Petunjuk 1 => Salin persis bagian teks sumber mulai dari "Ketua Presidium FORKOPMABIR" sampai "Gubernur Aceh mendatang.".

Teks Sumber =>
__________________________________________________

JAKARTA — Forum Komunikasi Pemuda Mahasiswa Bireuen (FORKOPMABIR) DKI Jakarta mendukung Dr Safrizal ZA MSi, sebagai sosok yang layak menjadi Penjabat (Pj) Gubernur Aceh, menggantikan Nova Iriansyah yang berakhir masa jabatannya pada 5 Juli 2022.
Ketua Presidium FORKOPMABIR Agussalim kepada media, Sabtu (18/6/2022) dalam keterangannya mengatakan, sosok Safrizal sangat tepat dan layak untuk dimandatkan oleh Presiden dan Mendagri sebagai Pj Gubernur Aceh mendatang.
“Setelah melakukan beberapa kajian dan analisa mendasar dari beberapa nama yang sempat muncul ke hadapan publik selama ini, kita menilai sosok Safrizal sangat layak dan cocok dimandatkan oleh Mendagri untuk menjabat sebagai Pj Gubernur Aceh mendatang,” sebutnya.
Bukan tanpa alasan, hal itu disampaikan oleh pria yang akrab disapa Agsal tersebut, dengan melihat dari berbagai sisi aspek sepak terjang pengalaman dan latar belakang jenjang karir Safrizal selama ini di dalam struktur pemerintahan yang dimiliki memang layak dan perlu dijadikan bahan acuan oleh Presiden dan Mendagri untuk menunjuknya sebagai Pj Gubernur Aceh ke depan.
“Seperti diketahui, dalam hal karir kepemimpinan beliau pernah berpengalaman menjabat sebagai Pj Gubernur Kalimantan Selatan. Belum lagi jika kita merujuk pada biografi yang ada, sepak terjang awal karir beliau telah melewati berbagai proses yang lumayan matang di antaranya, mengawali karier sebagai PNS di lingkungan Pemerintah Kabupaten Aceh Utara, dengan jabatan sebagai Lurah Kota Lhokseumawe, Banda Sakti, Lhokseumawe tahun 1994. Kemudian menjadi Sekretaris Camat Kecamatan Makmur Kabupaten Aceh Utara tahun 1998.
Disamping itu juga ia pernah terlibat aktif dalam persiapan pemekaran Kabupaten Bireuen, mulai dari tahap awal hingga Bireuen menjelma menjadi sebuah daerah kabupaten yang otonom. Di Bireuen ia pernah menduduki posisi Kasubbag Tata Pemerintahan dan Otonomi Daerah pada tahun 2000. Sampai tahun 2001 Safrizal hijrah ke Jakarta tepatnya ke Kementerian Dalam Negeri RI.

__________________________________________________

(Butir data)
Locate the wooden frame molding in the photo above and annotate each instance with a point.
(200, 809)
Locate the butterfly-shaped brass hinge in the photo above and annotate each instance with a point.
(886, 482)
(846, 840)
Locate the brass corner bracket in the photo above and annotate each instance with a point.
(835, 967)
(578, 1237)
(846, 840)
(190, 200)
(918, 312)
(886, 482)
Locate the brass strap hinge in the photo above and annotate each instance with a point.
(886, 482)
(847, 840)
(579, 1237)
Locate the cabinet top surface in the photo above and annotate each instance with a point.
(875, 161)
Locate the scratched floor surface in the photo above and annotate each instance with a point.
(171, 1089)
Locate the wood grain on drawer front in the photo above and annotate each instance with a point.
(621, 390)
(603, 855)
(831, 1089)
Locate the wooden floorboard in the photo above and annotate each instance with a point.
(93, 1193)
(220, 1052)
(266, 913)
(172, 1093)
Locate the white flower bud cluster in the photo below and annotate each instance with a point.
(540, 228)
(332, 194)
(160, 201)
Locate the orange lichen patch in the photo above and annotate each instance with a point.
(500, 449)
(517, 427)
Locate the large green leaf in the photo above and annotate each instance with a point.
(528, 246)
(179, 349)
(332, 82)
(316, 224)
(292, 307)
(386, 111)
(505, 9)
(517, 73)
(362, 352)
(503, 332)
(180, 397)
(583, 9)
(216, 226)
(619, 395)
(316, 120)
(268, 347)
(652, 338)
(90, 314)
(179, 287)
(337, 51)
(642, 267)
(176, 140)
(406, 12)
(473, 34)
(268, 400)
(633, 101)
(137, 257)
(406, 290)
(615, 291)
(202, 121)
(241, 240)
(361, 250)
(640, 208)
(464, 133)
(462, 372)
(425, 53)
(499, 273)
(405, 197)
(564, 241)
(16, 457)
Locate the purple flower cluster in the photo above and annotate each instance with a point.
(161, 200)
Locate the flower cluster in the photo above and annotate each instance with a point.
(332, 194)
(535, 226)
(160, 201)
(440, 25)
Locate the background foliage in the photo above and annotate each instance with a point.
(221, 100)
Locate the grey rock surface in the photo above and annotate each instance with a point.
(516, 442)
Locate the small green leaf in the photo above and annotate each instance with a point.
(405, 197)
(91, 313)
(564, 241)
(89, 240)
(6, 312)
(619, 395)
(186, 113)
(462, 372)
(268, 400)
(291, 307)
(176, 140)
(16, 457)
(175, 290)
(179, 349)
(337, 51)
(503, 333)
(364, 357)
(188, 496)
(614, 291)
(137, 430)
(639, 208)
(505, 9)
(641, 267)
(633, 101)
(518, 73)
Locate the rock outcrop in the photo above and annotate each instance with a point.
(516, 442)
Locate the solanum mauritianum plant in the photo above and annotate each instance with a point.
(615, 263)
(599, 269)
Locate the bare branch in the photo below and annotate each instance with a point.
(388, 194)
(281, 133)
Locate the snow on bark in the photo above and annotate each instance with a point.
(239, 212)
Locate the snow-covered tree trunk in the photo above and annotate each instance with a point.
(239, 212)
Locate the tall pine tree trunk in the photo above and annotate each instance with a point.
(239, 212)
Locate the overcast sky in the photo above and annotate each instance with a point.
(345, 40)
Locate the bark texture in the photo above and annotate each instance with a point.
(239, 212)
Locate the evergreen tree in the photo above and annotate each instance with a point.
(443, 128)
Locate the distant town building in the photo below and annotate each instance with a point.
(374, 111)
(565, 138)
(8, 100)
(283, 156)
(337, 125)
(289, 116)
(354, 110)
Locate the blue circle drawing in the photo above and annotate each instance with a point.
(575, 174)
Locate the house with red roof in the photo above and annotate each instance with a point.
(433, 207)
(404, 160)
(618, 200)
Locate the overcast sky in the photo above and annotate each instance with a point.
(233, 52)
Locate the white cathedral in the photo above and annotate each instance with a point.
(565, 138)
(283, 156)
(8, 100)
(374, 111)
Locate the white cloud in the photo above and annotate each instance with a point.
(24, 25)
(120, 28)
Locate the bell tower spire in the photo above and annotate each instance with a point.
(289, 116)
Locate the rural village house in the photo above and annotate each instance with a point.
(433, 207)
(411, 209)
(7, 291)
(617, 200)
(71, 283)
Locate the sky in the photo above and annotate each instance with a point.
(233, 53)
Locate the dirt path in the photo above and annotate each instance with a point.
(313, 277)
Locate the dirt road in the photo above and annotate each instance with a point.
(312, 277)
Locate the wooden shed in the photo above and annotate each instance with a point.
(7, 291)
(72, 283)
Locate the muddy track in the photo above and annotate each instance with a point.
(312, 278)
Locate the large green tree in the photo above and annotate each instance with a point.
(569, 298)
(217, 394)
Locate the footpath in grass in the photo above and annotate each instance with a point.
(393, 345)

__________________________________________________

Petunjuk 2 => Tulis ulang daftar di atas dari awal sampai baris yang memuat "(171, 1089)", termasuk baris itu, dengan mengganti "brass" menjadi "bronze" dan membiarkan bagian lain tetap sama.

Jawaban Tugas 1 =>
Ketua Presidium FORKOPMABIR Agussalim kepada media, Sabtu (18/6/2022) dalam keterangannya mengatakan, sosok Safrizal sangat tepat dan layak untuk dimandatkan oleh Presiden dan Mendagri sebagai Pj Gubernur Aceh mendatang.

Jawaban Tugas 2 =>
Locate the wooden frame molding in the photo above and annotate each instance with a point.
(200, 809)
Locate the butterfly-shaped bronze hinge in the photo above and annotate each instance with a point.
(886, 482)
(846, 840)
Locate the bronze corner bracket in the photo above and annotate each instance with a point.
(835, 967)
(578, 1237)
(846, 840)
(190, 200)
(918, 312)
(886, 482)
Locate the bronze strap hinge in the photo above and annotate each instance with a point.
(886, 482)
(847, 840)
(579, 1237)
Locate the cabinet top surface in the photo above and annotate each instance with a point.
(875, 161)
Locate the scratched floor surface in the photo above and annotate each instance with a point.
(171, 1089)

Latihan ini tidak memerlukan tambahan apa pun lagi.